> **Directive**:
In the forum thread below about Rogers and the iPhone, list every distinct username that appears as a post heading, each once.

> **Passage**:
** start **
This is another great point which isn't being discussed. I felt that when Steve said the iphone will sell worldwide for 199 US, I felt, "wow, maybe there is some hope here" and sadly, your observation is correct.


----------



## spitfire1945 (May 17, 2008)

Rogers can do pretty much whatever the hell they want. You hold your dead connection-less iPhone in your hands... who are you going to go to, to make it work? Thats right.. Fogers.


----------



## dani190 (Feb 20, 2008)

spitfire1945 said:


> Rogers can do pretty much whatever the hell they want. You hold your dead connection-less iPhone in your hands... who are you going to go to, to make it work? Thats right.. Fogers.


how about you dont get the iphone... What a concept... Get an itouch OMFG scandalous!


LOL


----------



## spitfire1945 (May 17, 2008)

I have a blackberry ona $15/month unlimited data plan. I don't need the iPhone.


----------



## whatiwant (Feb 21, 2008)

spitfire1945 said:


> I have a blackberry ona $15/month unlimited data plan. I don't need the iPhone.


And I'm sorry to be the one to tell this to you. (out of personal preference of course) The blackberry is a tedious, crippled, clunky hunk of trash. Sure it can get your job done, but it's crap. It runs a 'short bus' browser with proprietary social networking applications. If you wear a tie and work on Bay St, fair enough... but for people who want an all-in-one device that is intuitive, and 'revolutionary', it doesn't make the grade. And the bold... it will be a rip-off device and will suck equally as hard.


----------



## mirkrim (Oct 20, 2006)

In the Rogers feedback, be sure to tell them that they have *lost you as a customer.*


----------



## chas_m (Dec 2, 2007)

mirkrim said:


> In the Rogers feedback, be sure to tell them that they have *lost you as a customer.*


Blatant lying to the company will neither impress them nor make them change anything.

99% of what people say on the phone to CSRs is unmitigated bullcrap and nobody believes a word of it, particularly not in a country with only one real choice.

I'll be more than happy to call/write Rogers and tell them that because their data plan does not match the US plans closely enough for me, that I will be putting off buying a Canadian iPhone. Because that's the truth.

But pretending you're never going to do business with them again when you really have very little in the way of alternative just makes you look extra stupid when you come crawling back.

And even if they DID believe you, they've ALREADY LOST YOU according to you, so WHY should they bother trying to do anything different? It won't make any differance to YOU because you've sworn on a stack of bibles you'll **NEVER** come back. The millions of people who HAVEN'T made such an oath, on the other hand.

See? Jihad is dumb.

(Please note I am neither defending Rogers OR their iPhone plans -- I'm just saying that when you live on an island, you don't burn bridges. And Canadian cell phone users live on Rogers Island whether you think you do or not.)


----------



## mirkrim (Oct 20, 2006)

chas_m said:


> pretending you're never going to do business with them again when you really have very little in the way of alternative just makes you look extra stupid when you come crawling back.
** end **
> **Records**:
** start **
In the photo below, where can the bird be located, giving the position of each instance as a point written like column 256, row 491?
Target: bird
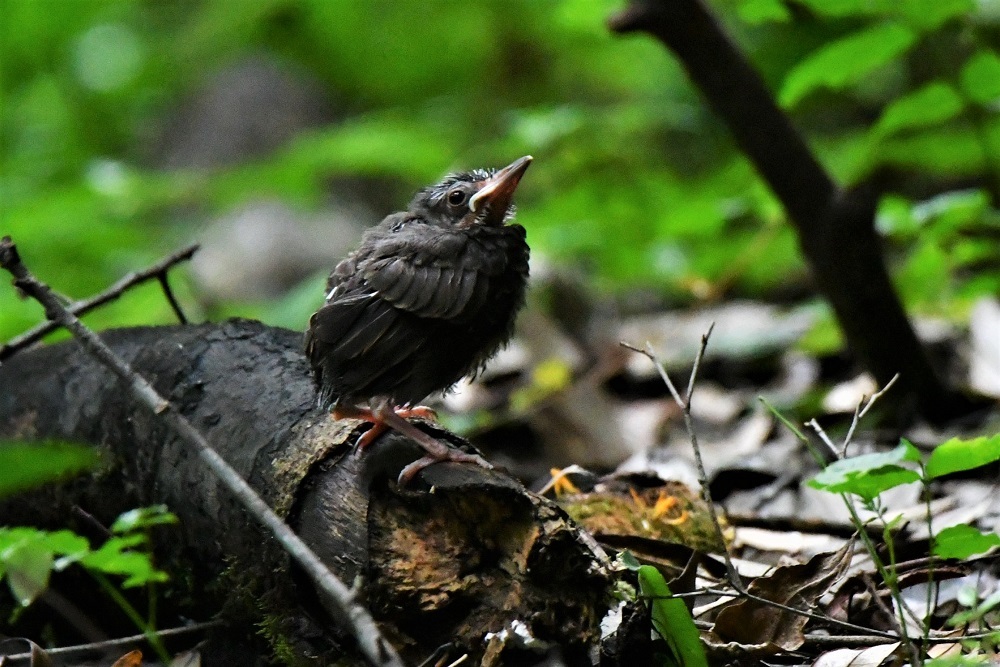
column 427, row 298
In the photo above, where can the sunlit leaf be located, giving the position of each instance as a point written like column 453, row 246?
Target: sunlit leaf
column 843, row 62
column 956, row 455
column 142, row 518
column 935, row 103
column 869, row 474
column 671, row 618
column 27, row 565
column 963, row 541
column 25, row 465
column 981, row 77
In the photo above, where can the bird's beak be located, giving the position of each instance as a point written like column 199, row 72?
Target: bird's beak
column 498, row 191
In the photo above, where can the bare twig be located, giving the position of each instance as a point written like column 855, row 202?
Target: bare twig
column 157, row 271
column 685, row 405
column 373, row 645
column 69, row 652
column 732, row 574
column 862, row 409
column 825, row 215
column 171, row 299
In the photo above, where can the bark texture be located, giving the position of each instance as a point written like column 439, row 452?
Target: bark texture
column 460, row 552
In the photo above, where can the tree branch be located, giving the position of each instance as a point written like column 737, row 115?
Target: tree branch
column 157, row 271
column 835, row 227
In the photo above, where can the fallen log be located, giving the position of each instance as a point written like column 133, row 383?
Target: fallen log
column 459, row 553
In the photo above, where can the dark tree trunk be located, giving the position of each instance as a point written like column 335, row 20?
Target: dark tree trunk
column 470, row 556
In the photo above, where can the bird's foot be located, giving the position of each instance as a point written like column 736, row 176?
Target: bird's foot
column 384, row 417
column 379, row 425
column 436, row 450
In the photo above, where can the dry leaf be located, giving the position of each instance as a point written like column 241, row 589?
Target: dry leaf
column 872, row 656
column 751, row 622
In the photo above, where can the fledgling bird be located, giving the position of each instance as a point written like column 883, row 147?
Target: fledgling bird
column 428, row 297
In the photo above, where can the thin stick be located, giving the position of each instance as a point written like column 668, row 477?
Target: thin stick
column 862, row 409
column 376, row 649
column 685, row 405
column 171, row 299
column 733, row 575
column 108, row 644
column 156, row 271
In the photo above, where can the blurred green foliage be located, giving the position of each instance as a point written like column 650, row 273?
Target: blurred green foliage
column 635, row 180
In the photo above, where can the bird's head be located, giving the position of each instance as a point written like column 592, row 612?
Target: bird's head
column 481, row 196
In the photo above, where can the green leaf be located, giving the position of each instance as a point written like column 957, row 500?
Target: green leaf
column 981, row 77
column 756, row 12
column 671, row 619
column 26, row 465
column 27, row 556
column 115, row 557
column 846, row 61
column 927, row 16
column 935, row 103
column 963, row 541
column 869, row 474
column 956, row 455
column 142, row 518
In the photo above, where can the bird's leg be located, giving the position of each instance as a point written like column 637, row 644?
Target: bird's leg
column 437, row 451
column 379, row 425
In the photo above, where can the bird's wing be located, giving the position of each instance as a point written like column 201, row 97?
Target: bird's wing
column 431, row 275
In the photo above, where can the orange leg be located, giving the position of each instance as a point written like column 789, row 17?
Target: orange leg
column 384, row 417
column 379, row 425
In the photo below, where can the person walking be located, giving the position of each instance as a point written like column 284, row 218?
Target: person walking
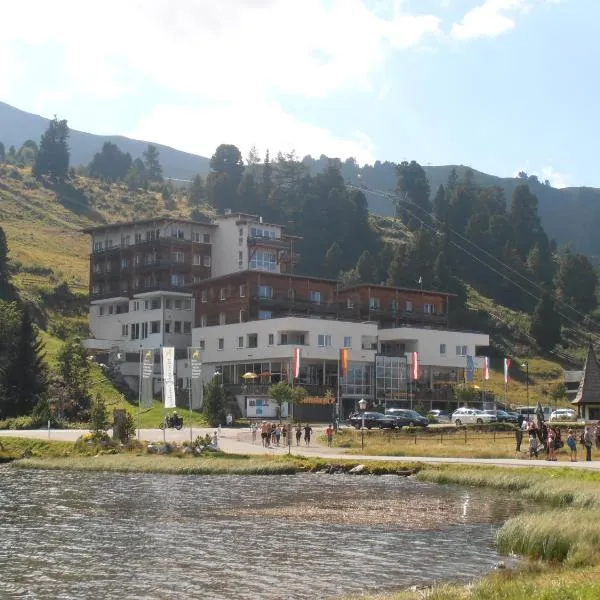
column 587, row 442
column 329, row 435
column 572, row 444
column 307, row 433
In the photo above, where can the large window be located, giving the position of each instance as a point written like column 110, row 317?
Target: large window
column 263, row 261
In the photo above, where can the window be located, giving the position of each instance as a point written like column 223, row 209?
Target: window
column 324, row 340
column 265, row 291
column 374, row 303
column 264, row 261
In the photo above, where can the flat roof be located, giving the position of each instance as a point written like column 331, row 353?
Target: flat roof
column 118, row 224
column 399, row 289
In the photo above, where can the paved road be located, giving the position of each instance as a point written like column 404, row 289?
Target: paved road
column 239, row 441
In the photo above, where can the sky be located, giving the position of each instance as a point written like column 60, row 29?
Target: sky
column 500, row 85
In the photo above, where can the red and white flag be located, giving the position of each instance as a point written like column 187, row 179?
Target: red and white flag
column 296, row 363
column 506, row 367
column 415, row 371
column 486, row 368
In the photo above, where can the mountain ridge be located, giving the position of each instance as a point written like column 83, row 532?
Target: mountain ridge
column 569, row 215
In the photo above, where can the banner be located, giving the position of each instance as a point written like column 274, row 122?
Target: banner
column 146, row 389
column 506, row 367
column 415, row 370
column 486, row 368
column 470, row 370
column 168, row 369
column 195, row 358
column 343, row 362
column 296, row 363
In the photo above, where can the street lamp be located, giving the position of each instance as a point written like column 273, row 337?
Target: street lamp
column 362, row 404
column 526, row 366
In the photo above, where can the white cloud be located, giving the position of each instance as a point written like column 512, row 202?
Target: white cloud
column 201, row 130
column 487, row 19
column 556, row 179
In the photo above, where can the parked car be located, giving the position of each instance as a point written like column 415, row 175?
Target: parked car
column 440, row 416
column 464, row 416
column 372, row 419
column 502, row 416
column 563, row 414
column 407, row 417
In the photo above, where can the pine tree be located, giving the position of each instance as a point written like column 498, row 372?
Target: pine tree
column 214, row 403
column 26, row 378
column 545, row 323
column 53, row 156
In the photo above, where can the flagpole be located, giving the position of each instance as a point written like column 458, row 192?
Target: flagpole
column 190, row 390
column 140, row 395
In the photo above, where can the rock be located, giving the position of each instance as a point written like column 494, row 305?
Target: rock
column 356, row 470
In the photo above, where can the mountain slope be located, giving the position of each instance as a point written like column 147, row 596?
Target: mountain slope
column 16, row 126
column 570, row 215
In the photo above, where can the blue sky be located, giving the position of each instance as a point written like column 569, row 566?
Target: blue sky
column 500, row 85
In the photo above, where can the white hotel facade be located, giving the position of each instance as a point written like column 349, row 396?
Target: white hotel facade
column 228, row 287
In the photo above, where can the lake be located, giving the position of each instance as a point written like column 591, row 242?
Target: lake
column 73, row 535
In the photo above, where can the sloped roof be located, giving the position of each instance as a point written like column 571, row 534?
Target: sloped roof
column 589, row 386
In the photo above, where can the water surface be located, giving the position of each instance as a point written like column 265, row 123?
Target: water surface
column 71, row 535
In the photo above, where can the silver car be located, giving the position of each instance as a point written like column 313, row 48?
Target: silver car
column 468, row 416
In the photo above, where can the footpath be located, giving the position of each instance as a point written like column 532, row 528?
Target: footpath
column 239, row 441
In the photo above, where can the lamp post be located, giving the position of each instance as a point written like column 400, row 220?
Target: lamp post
column 362, row 404
column 526, row 366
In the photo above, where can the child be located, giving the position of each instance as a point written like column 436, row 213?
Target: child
column 533, row 444
column 572, row 445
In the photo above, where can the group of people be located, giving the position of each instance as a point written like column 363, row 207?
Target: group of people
column 549, row 438
column 276, row 434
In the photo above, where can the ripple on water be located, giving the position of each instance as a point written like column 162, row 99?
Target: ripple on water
column 72, row 535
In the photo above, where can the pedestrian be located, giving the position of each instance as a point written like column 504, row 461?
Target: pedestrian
column 533, row 444
column 329, row 434
column 307, row 432
column 587, row 442
column 519, row 437
column 572, row 444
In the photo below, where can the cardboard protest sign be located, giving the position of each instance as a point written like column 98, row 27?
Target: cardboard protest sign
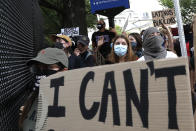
column 132, row 96
column 166, row 17
column 97, row 5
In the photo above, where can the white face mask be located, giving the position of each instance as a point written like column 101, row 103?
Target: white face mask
column 120, row 50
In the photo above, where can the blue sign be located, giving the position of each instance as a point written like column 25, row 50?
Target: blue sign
column 97, row 5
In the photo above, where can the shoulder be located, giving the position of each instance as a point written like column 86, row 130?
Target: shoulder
column 171, row 54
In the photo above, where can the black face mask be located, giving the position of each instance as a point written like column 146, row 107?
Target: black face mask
column 100, row 26
column 48, row 72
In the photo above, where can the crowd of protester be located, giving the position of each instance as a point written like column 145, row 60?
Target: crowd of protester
column 110, row 48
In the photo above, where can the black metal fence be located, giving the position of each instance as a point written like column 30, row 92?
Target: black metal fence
column 20, row 39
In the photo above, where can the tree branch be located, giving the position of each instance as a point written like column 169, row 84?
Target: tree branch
column 46, row 4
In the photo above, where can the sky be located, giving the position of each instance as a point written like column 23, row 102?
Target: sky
column 145, row 5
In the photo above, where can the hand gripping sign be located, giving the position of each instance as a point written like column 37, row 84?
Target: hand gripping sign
column 132, row 96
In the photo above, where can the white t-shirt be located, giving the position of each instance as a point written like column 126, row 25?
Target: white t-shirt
column 170, row 54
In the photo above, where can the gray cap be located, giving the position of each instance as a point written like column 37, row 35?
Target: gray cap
column 84, row 40
column 50, row 56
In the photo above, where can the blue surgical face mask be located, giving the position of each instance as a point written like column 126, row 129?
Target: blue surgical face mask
column 120, row 50
column 133, row 45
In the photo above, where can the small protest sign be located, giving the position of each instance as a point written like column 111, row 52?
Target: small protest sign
column 166, row 17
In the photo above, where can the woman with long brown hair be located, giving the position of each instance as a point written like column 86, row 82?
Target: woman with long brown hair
column 136, row 43
column 121, row 50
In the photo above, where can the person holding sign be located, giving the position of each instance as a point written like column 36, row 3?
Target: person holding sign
column 121, row 50
column 136, row 43
column 152, row 44
column 49, row 61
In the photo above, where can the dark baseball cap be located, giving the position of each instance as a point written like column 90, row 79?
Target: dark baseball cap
column 50, row 56
column 84, row 40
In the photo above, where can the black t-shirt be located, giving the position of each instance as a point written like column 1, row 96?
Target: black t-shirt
column 108, row 36
column 87, row 60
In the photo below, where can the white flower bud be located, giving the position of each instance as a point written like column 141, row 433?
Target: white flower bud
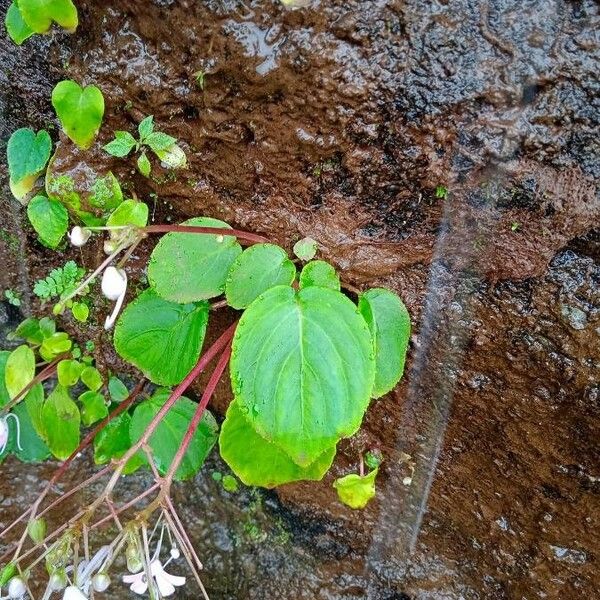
column 16, row 588
column 114, row 283
column 79, row 236
column 100, row 582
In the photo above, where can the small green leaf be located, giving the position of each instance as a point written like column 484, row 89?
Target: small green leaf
column 69, row 372
column 254, row 271
column 39, row 14
column 302, row 365
column 80, row 311
column 389, row 323
column 172, row 158
column 178, row 255
column 305, row 249
column 122, row 145
column 321, row 274
column 146, row 127
column 27, row 153
column 91, row 378
column 16, row 27
column 152, row 331
column 159, row 141
column 114, row 440
column 20, row 370
column 356, row 491
column 61, row 420
column 93, row 407
column 144, row 166
column 80, row 111
column 258, row 462
column 117, row 389
column 49, row 218
column 167, row 438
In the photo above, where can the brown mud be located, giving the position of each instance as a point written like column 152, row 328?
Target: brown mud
column 339, row 121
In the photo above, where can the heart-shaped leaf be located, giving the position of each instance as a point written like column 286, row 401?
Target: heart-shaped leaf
column 80, row 111
column 61, row 422
column 39, row 14
column 49, row 218
column 254, row 271
column 356, row 491
column 259, row 462
column 187, row 267
column 303, row 366
column 167, row 438
column 389, row 323
column 163, row 339
column 16, row 27
column 321, row 274
column 27, row 153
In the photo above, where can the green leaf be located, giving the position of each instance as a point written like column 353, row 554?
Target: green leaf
column 159, row 141
column 106, row 193
column 27, row 153
column 305, row 249
column 61, row 421
column 389, row 323
column 254, row 271
column 179, row 255
column 167, row 438
column 39, row 14
column 122, row 145
column 80, row 111
column 94, row 407
column 114, row 440
column 69, row 372
column 146, row 127
column 91, row 378
column 49, row 218
column 117, row 389
column 16, row 27
column 303, row 366
column 321, row 274
column 80, row 311
column 20, row 370
column 171, row 158
column 163, row 339
column 356, row 491
column 259, row 462
column 144, row 166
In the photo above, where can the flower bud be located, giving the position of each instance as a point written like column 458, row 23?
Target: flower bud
** end **
> **Complete response**:
spitfire1945
dani190
whatiwant
mirkrim
chas_m